## Given instruction 1
Output the section of the passage on event effect generation that opens with the words containing "As another example, the" and closes with "communication application 124).", copied word for word.

In addition to, or as an alternative to, information obtained from a user profile and/or from a user, event effect engine 112 may obtain data from one or more other data sources. For example, event effect engine 112 generates the event effect segment based on biographical information from a corporate directory, a website, and/or a social media profile of the participant. It will therefore be appreciated that any of a variety of data sources may be used to generate an event effect segment according to aspects described herein.
As illustrated, communication platform 102 includes event effect template data store 116, from which event effect engine 112 accesses an event effect template to generate an event effect segment according to aspects described herein. As noted above, an event effect template includes any of a variety of content with which the event effect segment is generated, for example such that event effect engine 112 processes the content to generate an event segment accordingly. Examples include, but are not limited to, superimposing text onto a video of the event template, incorporating a likeness of a user (e.g., using one or more images of the user, as may be provided by image data capturer 126 discussed below), and/or generating text (e.g., based on the event effect template and/or as may have been obtained from any of a variety of sources) for inclusion in a text chat of the communication session. While aspects are described herein with reference to an event effect template data store (e.g., from which content for an advance indication and/or an event effect are obtained), it will be appreciated that any of a variety of additional or alternative data sources may be used in other examples. For instance, a team and/or company could offer one or more event effects (e.g., which may be available for selection by a team member or employee) and/or a third-party marketplace may be provided for event effects, among other examples.
Additionally, or alternatively, generative machine learning engine 114 processes obtained information and an event effect template to produce generative content for an event effect segment. For example, an event effect template includes a prompt that describes video content, audio content, and/or textual content to be produced by generative machine learning engine 114. It will therefore be appreciated that generative machine learning engine 114 may include any of a variety of machine learning models. In examples, generative machine learning engine 114 additionally or alternatively processes information to produce the generative content, for example to integrate a likeness of a participant into a video (e.g., as may be produced by generative machine learning engine 114 and/or as may be included in the event template).
As another example, the event template includes a prompt with which generative machine learning engine 114 generates one or more additional prompts for processing by one or more other machine learning engines. Additionally, or alternatively, generative machine learning engine 114 processes the prompt to generate instructions for a participant (e.g., a set of poses the participant should assume for improved generative processing results), which are provided for display to the participant by a communication application (e.g., communication application 124).

## Given instruction 2
Show every line of the entries below that contains the string "entrance", copying each line unchanged.

(Entries in a dataset)

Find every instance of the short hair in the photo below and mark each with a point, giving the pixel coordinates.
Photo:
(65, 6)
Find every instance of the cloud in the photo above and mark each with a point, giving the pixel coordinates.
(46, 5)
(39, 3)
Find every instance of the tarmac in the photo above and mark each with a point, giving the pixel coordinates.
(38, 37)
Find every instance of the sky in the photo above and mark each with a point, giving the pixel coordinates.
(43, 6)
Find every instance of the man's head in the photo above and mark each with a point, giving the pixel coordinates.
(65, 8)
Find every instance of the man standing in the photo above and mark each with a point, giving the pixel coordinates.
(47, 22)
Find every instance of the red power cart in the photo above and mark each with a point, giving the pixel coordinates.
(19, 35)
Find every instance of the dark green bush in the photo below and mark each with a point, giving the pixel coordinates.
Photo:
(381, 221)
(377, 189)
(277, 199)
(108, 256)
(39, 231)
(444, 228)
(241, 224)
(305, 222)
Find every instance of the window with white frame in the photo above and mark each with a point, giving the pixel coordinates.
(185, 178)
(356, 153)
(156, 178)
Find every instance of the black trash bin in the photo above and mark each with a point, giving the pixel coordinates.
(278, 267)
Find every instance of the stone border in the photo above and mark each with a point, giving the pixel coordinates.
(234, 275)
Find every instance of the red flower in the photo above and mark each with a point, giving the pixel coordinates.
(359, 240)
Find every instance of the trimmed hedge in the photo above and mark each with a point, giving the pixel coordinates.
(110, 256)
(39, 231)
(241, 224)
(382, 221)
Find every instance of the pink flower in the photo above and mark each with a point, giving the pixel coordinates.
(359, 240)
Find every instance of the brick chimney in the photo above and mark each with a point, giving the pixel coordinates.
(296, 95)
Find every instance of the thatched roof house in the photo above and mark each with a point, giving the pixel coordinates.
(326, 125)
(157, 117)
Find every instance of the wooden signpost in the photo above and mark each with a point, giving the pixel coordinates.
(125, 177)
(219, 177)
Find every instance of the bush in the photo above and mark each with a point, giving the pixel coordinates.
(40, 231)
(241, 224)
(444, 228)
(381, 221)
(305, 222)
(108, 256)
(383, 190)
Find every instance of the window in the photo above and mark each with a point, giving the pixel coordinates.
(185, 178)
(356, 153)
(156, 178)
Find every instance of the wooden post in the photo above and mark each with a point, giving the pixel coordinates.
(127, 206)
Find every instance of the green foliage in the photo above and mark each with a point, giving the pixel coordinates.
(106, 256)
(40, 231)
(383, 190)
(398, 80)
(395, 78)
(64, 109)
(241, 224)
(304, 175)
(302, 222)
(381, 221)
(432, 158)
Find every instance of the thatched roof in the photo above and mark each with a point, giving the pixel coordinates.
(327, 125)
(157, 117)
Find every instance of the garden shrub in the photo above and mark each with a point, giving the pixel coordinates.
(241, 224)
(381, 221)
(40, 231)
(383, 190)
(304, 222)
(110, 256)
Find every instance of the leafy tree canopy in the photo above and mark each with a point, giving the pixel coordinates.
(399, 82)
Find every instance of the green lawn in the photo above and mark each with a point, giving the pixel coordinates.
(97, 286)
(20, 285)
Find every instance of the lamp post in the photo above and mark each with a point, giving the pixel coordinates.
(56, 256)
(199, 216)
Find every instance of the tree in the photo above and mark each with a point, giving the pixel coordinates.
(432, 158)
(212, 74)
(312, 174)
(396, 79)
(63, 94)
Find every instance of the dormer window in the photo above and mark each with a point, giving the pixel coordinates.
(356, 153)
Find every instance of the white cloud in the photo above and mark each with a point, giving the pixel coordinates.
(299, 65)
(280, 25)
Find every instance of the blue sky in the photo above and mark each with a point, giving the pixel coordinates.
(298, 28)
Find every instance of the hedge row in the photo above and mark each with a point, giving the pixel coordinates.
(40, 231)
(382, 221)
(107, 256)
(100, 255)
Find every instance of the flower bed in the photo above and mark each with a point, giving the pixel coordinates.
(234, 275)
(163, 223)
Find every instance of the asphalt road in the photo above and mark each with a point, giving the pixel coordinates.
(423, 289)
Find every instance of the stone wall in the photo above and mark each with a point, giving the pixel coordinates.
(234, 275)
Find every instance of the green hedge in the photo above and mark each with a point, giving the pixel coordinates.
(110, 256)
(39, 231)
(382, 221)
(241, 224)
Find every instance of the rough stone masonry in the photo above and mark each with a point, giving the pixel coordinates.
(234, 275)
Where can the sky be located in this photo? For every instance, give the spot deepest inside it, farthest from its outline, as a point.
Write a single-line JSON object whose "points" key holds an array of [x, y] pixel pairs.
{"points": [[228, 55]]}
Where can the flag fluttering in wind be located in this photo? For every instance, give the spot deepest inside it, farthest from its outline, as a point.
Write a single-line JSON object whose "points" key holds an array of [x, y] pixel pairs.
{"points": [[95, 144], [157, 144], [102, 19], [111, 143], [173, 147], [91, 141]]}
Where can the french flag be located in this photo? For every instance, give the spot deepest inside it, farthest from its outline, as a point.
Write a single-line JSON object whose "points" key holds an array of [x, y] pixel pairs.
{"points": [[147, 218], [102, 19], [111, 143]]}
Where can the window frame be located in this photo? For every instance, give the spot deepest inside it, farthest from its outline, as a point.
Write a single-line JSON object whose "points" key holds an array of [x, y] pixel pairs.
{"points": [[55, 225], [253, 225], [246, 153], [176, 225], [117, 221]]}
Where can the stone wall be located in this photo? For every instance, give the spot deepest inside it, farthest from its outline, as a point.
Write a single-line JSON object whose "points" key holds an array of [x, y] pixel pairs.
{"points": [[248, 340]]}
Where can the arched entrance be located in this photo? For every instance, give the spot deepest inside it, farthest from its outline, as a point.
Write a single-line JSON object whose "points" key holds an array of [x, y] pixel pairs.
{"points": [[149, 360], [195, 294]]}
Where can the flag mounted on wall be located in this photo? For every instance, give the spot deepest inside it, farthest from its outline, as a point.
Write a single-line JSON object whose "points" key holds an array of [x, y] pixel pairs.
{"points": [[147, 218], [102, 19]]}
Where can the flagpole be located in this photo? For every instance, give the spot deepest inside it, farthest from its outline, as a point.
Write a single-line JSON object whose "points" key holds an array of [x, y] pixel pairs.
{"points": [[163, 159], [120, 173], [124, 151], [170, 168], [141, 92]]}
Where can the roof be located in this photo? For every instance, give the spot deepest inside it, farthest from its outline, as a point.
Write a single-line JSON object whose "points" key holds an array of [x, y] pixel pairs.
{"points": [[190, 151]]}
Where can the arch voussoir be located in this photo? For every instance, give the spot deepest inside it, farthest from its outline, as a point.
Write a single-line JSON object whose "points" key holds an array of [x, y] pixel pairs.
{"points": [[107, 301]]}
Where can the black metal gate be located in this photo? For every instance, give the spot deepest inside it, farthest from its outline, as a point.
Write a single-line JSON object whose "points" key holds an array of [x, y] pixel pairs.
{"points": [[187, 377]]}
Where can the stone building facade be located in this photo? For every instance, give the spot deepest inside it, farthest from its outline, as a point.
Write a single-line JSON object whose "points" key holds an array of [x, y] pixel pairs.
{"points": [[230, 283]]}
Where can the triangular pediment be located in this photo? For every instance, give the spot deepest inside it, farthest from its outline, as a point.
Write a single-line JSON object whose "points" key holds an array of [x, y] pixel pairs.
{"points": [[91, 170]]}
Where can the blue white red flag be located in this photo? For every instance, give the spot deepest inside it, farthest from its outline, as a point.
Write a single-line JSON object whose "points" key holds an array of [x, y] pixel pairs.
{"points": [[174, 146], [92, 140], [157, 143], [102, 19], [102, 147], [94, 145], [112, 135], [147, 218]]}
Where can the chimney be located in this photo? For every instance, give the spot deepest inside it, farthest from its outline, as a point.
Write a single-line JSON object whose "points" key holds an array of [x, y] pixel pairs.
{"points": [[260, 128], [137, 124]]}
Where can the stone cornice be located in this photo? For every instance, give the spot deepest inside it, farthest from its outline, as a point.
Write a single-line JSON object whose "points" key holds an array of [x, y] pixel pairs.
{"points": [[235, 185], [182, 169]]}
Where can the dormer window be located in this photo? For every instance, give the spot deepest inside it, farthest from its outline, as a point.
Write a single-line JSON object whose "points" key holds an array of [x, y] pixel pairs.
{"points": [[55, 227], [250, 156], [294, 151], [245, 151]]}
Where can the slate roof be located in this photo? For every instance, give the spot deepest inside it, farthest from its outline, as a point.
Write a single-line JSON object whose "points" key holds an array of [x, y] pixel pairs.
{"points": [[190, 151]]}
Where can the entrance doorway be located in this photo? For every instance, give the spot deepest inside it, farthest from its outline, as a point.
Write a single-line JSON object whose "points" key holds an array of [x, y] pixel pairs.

...

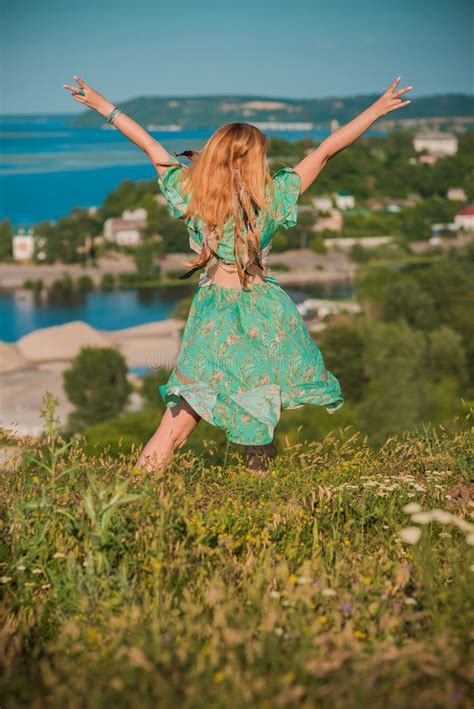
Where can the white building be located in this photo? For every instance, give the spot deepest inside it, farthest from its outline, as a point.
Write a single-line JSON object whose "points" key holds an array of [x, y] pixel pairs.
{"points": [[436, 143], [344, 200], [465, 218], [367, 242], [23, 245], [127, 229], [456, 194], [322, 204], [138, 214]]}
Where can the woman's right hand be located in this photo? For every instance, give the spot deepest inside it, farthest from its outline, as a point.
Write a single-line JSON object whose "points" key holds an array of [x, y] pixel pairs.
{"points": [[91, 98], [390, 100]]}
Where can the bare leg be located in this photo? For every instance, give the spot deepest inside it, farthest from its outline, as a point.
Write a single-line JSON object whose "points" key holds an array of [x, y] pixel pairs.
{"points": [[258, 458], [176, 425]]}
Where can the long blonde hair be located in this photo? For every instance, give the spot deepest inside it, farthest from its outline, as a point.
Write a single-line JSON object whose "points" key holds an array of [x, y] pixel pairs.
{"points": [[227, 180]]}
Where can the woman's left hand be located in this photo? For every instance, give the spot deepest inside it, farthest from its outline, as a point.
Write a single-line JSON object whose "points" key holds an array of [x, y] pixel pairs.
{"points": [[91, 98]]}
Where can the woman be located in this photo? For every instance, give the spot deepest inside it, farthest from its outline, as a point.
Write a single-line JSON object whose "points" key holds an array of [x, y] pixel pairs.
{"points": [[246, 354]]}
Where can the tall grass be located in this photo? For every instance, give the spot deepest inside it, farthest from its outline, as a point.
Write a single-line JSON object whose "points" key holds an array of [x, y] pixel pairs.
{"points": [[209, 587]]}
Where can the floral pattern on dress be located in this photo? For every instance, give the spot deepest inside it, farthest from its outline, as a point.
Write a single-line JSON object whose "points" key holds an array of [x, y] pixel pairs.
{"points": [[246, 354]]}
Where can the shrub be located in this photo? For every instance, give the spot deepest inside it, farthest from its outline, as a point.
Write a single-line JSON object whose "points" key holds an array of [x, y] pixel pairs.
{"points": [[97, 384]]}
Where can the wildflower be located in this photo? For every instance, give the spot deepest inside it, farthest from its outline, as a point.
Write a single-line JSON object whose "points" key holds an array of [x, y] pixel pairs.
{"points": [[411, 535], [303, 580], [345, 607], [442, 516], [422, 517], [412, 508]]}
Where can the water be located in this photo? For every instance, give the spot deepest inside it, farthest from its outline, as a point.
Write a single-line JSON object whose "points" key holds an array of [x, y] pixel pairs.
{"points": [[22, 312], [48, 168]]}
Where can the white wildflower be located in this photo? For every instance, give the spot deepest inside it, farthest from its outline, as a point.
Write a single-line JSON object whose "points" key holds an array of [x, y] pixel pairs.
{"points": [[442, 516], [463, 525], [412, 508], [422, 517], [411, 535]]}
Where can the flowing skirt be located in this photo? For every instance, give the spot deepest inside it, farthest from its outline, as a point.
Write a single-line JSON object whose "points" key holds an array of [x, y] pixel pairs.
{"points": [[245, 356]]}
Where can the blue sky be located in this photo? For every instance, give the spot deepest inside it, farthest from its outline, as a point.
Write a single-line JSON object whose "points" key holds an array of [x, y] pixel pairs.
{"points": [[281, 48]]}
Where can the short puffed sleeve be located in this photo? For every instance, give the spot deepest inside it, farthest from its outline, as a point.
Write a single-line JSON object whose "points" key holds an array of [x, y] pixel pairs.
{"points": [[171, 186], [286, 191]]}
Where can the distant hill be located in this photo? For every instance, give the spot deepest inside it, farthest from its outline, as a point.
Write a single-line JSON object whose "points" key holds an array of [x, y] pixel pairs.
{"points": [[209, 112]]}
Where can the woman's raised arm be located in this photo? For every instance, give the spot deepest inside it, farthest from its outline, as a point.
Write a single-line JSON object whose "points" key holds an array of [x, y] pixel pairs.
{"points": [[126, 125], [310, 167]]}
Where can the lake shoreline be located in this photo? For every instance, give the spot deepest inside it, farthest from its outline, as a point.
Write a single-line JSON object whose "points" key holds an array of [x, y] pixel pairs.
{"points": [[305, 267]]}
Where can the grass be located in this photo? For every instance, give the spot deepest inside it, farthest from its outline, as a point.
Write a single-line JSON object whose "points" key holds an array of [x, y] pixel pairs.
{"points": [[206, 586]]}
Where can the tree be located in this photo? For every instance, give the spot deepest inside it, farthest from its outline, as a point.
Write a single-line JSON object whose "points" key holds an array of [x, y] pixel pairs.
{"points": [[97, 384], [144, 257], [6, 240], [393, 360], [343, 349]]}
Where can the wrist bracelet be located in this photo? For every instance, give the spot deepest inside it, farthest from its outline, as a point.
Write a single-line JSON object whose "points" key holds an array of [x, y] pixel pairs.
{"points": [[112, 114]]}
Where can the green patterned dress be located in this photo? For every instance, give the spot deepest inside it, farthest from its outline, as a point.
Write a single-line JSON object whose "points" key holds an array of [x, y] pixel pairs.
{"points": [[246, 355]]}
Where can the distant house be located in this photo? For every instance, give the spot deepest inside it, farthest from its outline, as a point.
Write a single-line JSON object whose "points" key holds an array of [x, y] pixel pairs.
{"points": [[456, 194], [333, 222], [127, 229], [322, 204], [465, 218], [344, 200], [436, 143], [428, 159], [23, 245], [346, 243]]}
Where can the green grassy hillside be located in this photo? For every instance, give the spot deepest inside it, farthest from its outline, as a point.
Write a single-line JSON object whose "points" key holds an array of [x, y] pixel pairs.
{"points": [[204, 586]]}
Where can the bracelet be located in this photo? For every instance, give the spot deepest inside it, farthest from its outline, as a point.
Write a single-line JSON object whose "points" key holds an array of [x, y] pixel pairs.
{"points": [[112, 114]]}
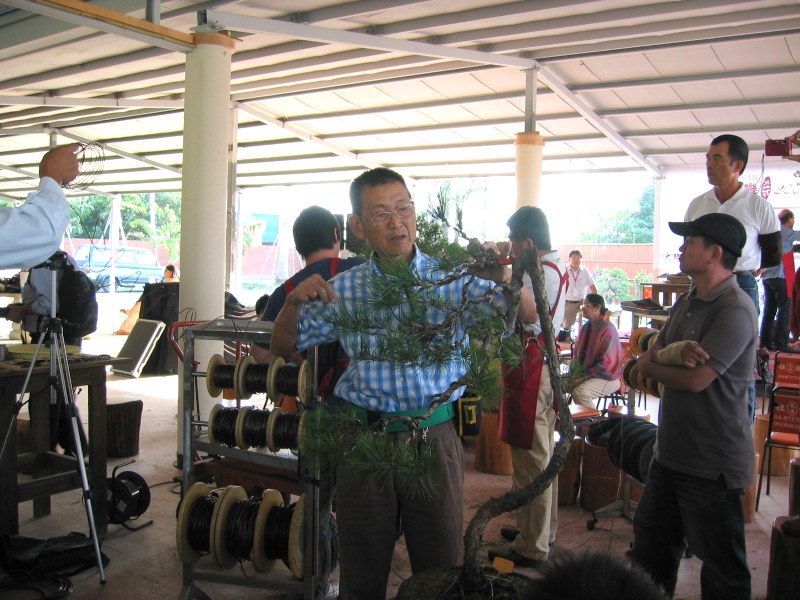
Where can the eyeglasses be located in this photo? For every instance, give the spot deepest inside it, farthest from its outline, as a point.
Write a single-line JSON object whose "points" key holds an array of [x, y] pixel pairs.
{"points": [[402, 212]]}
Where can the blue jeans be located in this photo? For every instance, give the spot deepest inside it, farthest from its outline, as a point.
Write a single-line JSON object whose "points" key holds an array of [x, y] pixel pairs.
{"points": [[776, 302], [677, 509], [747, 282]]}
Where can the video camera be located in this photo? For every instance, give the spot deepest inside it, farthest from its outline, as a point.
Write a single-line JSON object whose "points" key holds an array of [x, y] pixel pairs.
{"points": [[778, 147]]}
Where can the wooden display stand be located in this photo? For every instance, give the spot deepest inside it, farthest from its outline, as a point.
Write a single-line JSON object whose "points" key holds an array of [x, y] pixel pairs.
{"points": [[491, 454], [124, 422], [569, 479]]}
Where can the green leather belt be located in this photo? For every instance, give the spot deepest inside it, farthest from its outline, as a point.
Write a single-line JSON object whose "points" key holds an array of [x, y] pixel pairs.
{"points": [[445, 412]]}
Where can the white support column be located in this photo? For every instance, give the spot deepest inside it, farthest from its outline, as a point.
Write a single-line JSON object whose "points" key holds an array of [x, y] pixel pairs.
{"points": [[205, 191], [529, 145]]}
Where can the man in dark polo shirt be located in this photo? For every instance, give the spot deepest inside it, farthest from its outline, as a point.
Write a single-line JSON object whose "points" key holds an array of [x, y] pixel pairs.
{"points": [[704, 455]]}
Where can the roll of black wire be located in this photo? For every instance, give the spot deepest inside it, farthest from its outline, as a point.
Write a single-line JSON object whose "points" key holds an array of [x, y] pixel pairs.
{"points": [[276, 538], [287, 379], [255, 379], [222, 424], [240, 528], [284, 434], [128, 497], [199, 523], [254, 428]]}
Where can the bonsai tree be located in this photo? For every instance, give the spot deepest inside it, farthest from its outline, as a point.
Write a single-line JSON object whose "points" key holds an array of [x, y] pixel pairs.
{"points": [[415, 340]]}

## Right answer 1
As another example, the event template includes a prompt with which generative machine learning engine 114 generates one or more additional prompts for processing by one or more other machine learning engines. Additionally, or alternatively, generative machine learning engine 114 processes the prompt to generate instructions for a participant (e.g., a set of poses the participant should assume for improved generative processing results), which are provided for display to the participant by a communication application (e.g., communication application 124).

## Right answer 2
Where can the arched entrance be located in this photo? For every instance, give the spot deepest inside it, farthest from its outline, as a point.
Where can the entrance doorway be located in this photo? For every instance, give the spot deepest inside it, farthest from its outline, as a point.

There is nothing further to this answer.